= EXERCISE BRIEF =
Please reproduce the data exactly, excluding any pictures it contains.

= SUPPLIED MATERIAL =
□ □ □ □ □
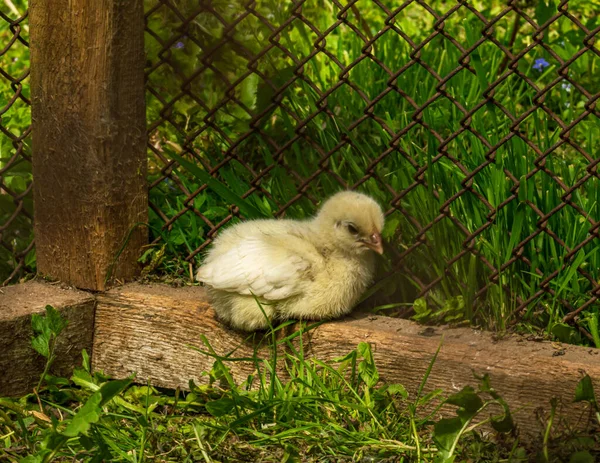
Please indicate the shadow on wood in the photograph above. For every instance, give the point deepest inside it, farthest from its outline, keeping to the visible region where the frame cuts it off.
(20, 365)
(148, 330)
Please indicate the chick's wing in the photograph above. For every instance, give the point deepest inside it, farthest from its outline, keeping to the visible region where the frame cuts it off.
(268, 269)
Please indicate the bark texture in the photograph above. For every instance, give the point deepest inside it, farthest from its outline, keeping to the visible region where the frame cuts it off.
(89, 138)
(148, 330)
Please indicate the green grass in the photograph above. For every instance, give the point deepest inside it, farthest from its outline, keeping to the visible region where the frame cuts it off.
(437, 188)
(316, 411)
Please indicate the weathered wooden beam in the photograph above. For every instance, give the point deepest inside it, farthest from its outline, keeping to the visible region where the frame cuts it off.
(148, 330)
(89, 138)
(20, 365)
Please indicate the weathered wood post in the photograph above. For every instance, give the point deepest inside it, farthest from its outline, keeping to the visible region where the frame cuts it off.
(89, 138)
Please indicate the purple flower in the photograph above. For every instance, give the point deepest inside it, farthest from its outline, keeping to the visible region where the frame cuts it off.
(540, 64)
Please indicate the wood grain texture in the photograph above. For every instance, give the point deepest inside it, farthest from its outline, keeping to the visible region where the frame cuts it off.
(148, 330)
(20, 365)
(89, 138)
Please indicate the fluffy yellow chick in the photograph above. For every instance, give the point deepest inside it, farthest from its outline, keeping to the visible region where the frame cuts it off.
(312, 269)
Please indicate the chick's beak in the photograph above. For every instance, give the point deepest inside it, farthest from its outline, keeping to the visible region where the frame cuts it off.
(375, 243)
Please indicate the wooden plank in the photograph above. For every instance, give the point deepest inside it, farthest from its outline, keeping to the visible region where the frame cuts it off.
(148, 329)
(89, 138)
(20, 365)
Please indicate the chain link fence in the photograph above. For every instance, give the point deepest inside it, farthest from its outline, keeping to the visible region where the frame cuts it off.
(16, 208)
(474, 123)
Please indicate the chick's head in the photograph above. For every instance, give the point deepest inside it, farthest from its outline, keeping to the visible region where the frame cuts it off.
(352, 222)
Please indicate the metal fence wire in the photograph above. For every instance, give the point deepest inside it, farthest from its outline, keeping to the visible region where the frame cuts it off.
(474, 123)
(16, 209)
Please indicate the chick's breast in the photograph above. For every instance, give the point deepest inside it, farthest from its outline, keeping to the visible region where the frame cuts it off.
(282, 264)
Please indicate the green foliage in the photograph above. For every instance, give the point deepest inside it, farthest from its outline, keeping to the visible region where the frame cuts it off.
(459, 177)
(322, 411)
(511, 190)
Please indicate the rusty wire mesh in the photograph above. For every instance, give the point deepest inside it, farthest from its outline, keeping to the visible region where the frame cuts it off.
(16, 209)
(476, 125)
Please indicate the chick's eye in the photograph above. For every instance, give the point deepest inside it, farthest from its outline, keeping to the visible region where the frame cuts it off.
(352, 229)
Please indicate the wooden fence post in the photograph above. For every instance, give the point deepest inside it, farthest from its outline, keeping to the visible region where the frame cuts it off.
(89, 138)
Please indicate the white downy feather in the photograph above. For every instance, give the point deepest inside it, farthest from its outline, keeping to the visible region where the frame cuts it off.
(254, 266)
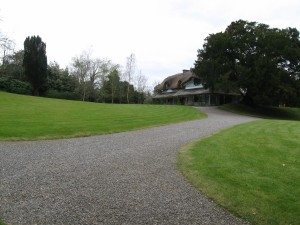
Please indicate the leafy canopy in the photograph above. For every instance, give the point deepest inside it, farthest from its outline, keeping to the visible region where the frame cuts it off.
(260, 62)
(35, 63)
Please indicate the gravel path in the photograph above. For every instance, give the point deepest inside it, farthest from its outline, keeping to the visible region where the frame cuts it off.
(124, 178)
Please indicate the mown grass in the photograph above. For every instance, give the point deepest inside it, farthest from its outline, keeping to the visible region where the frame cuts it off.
(29, 118)
(252, 169)
(281, 113)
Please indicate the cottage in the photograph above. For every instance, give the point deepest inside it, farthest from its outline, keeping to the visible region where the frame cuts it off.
(186, 89)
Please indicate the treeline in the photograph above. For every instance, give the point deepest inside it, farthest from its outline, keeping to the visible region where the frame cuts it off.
(87, 78)
(259, 62)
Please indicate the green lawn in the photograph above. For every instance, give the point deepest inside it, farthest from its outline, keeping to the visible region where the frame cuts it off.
(26, 117)
(264, 112)
(252, 169)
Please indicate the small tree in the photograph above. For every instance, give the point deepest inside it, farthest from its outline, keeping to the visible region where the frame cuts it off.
(35, 63)
(129, 73)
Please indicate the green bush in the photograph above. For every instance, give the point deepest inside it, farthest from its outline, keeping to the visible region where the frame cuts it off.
(63, 95)
(15, 86)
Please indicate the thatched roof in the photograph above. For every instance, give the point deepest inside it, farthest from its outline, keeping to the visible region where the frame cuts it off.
(176, 81)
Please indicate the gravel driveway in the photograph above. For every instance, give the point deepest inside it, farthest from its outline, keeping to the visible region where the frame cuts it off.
(124, 178)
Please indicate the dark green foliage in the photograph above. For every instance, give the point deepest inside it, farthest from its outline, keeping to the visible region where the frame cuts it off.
(260, 62)
(35, 63)
(114, 90)
(15, 86)
(60, 79)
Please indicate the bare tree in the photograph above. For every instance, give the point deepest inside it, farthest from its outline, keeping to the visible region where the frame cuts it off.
(141, 84)
(80, 69)
(129, 72)
(6, 45)
(90, 74)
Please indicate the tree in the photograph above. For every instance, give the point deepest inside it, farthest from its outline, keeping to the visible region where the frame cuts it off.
(260, 62)
(35, 63)
(129, 73)
(111, 87)
(90, 74)
(141, 83)
(6, 46)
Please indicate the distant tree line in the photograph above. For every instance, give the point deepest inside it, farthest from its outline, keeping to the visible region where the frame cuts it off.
(261, 63)
(88, 79)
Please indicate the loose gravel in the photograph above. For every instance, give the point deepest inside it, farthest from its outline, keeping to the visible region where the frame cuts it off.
(123, 178)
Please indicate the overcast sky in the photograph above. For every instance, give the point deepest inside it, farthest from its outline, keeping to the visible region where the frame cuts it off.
(164, 35)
□ □ □ □ □
= RESPONSE BELOW =
Please indicate the shadow on wood in the photograph above. For every instance, give the point deepest inside it, farthest from its outline, keeping to the visible region where the frame cuts it off.
(20, 365)
(148, 330)
Please indicate the chick's wing in the photograph above. For every instance, give the point deepest inside it, farthest from its outline, keeping to the visible region where the frame cuts it off.
(268, 269)
Please indicate the bark texture in the photograph above. For every instance, give the point deepest inside it, farthest from its outline, keeping to the visible region where the frame cuts it off.
(89, 138)
(148, 330)
Please indicate the green grass in the photograph above. For every instance, give the point deepest inside it, farthest from its outline, keeping to the visible region where the frame cuts it off.
(437, 188)
(316, 411)
Please indicate the weathered wooden beam in the photograph above. For every instance, give the point deepest inside it, farthest from its outline, keeping to the visible region where the frame cuts it off.
(148, 330)
(89, 138)
(20, 365)
Please indicate the weathered wood post in the photograph above. For every instance, give the point deepest inside it, farthest from its outline, keeping to the visible region where the frame cuts it off.
(89, 138)
Please indicate the purple flower in the photograph above. For every instance, give the point deepest inside it, farthest from its outline, keeping to the visible region where the frame cuts it off.
(540, 64)
Please indicate the wood grain texture in the photograph above. For every instance, give the point deepest inside it, farthest from its outline, keeping to the visible region where the frame cuts it off.
(148, 330)
(20, 365)
(89, 138)
Please indicate the fluffy yellow chick in the photograph above. For every instance, give the point deepest inside it, farthest from its outline, keeping to the visible region where the frame cuts it off.
(312, 269)
Please indicate the chick's beak in the photograph above. For every instance, give the point deepest inside it, farthest from its outline, keeping to the visible region where the frame cuts it off.
(375, 243)
Please indicate the wooden plank in the photograph above. For every instance, give the point deepest inside it, farthest from its outline, keeping to the visible region where the frame cuts it off.
(148, 329)
(89, 138)
(20, 365)
Please indicate the chain link fence in the photograph above. For every instance, give the point deepest inside it, farthest from its outline, keeping to the visible region where the frame cuts it off.
(16, 208)
(474, 123)
Please indicate the chick's head in the photograph above. For every instance, give the point deepest inside it, farthest from its outline, keeping to the visible region where the frame cuts it off.
(352, 222)
Please indicate the metal fence wire in the photograph above. For every instance, give the point deepest inside it, farthest from its outline, keeping to the visible region where the frame cuts it off.
(474, 123)
(16, 209)
Please indicate the chick's breast in the photograph above. For every instance, give the point deepest inside it, farthest from its outline, keeping to the visible region where the frame cuts it off.
(282, 264)
Please indicate the green foliage in the photograph above. For every instance, give the point deepest inside it, farthest from its outline, keeping to the visible region where the frame cuts it off.
(459, 177)
(322, 411)
(511, 190)
Please indicate the rusty wire mesh in the photograph above. For every instance, give the point deepest inside it, farthest from its outline, keeping to the visible region where the frame cuts it off.
(16, 209)
(476, 125)
Please indicate the chick's eye in the photograph above. For every instance, give the point deepest inside it, farthest from its outline, keeping to the visible region where the frame cuts it off.
(352, 229)
Please indicate the wooden fence post in the photograph above. For every instance, give the point deepest inside it, farthest from its outline, keeping to the visible region where the frame cuts it off.
(89, 138)
Please indicate the white downy feather in the photograph above. For every instance, give the point deepest inside it, farthest from its outline, keeping to the visible region where the frame cuts it off.
(254, 266)
Please indicate the leafy canopy in the photograph above. For every instance, give the point deepest inside it, farthest from its outline, keeping to the visible region where the frame cuts it off.
(260, 62)
(35, 63)
Please indicate the gravel path in the photograph above. For every instance, give the point deepest inside it, farthest from its outline, keeping to the visible region where the frame cuts it off.
(124, 178)
Please indicate the mown grass in the photograph above. For every instance, give the point deepest inside it, farthest from its outline, keeping to the visible region where the frame cuts it off.
(29, 118)
(252, 169)
(281, 113)
Please indicate the cottage in the photograph above. For every instance, give the point deepest inside it, farthest from its outline, keeping to the visible region where the frame cuts it off.
(186, 89)
Please indicate the treeline in the photograph above. For every instance, give the point deepest inside it, farthest from its outline, keeping to the visible region where the frame cuts it off.
(87, 78)
(259, 62)
Please indicate the green lawn in the photograph above. For every instance, give the point deepest inside it, farthest from its outline, keeping to the visible region where the frame cuts it off.
(26, 117)
(264, 112)
(252, 169)
Please indicate the small tree in the photograph above. For every instance, give the point deepest inside it, farthest from its outline, keeping to the visible region where the frame cuts it off.
(35, 63)
(129, 73)
Please indicate the green bush in the photograph above. For every instance, give the point deepest inside it, farthest from its outline, keeping to the visible region where the frame cuts it off.
(63, 95)
(15, 86)
Please indicate the thatched roof in the photograph above. For every instance, give the point deepest inside it, farthest from its outline, keeping to the visible region where the frame cuts it off.
(176, 81)
Please indicate the gravel driveway in the photograph above. For every instance, give the point deepest inside it, farthest from its outline, keeping to the visible region where the frame cuts it off.
(124, 178)
Please indicate the dark green foliage in the photograph above. For every instance, give the point deepest inside it, farthest from its outline, keeping to the visible region where the frame cuts it off.
(260, 62)
(35, 63)
(114, 90)
(15, 86)
(60, 79)
Please indicate the bare tree in the photograph above. For every instance, give the point deepest inside it, farthest from its outline, keeping to the visible region where the frame cuts it off.
(141, 84)
(80, 69)
(129, 72)
(6, 45)
(90, 74)
Please indicate the tree in the photograph above. For every instance, give the point deepest inside it, farthest from its outline, keeping to the visible region where the frame cuts it off.
(260, 62)
(35, 63)
(129, 73)
(111, 87)
(90, 74)
(141, 83)
(6, 46)
Please indicate the distant tree line in the photograph above. For every instance, give the point deepest inside it, farthest from its outline, keeping to the visible region where the frame cuts it off.
(261, 63)
(88, 79)
Please indicate the loose gravel in the photograph above. For every instance, give the point deepest inside it, farthest from its outline, keeping to the visible region where the frame cuts it off.
(123, 178)
Please indicate the overcast sky in the photograph above. For every instance, give the point deepest inside it, farthest from its outline, keeping to the visible region where the frame cuts it off.
(164, 35)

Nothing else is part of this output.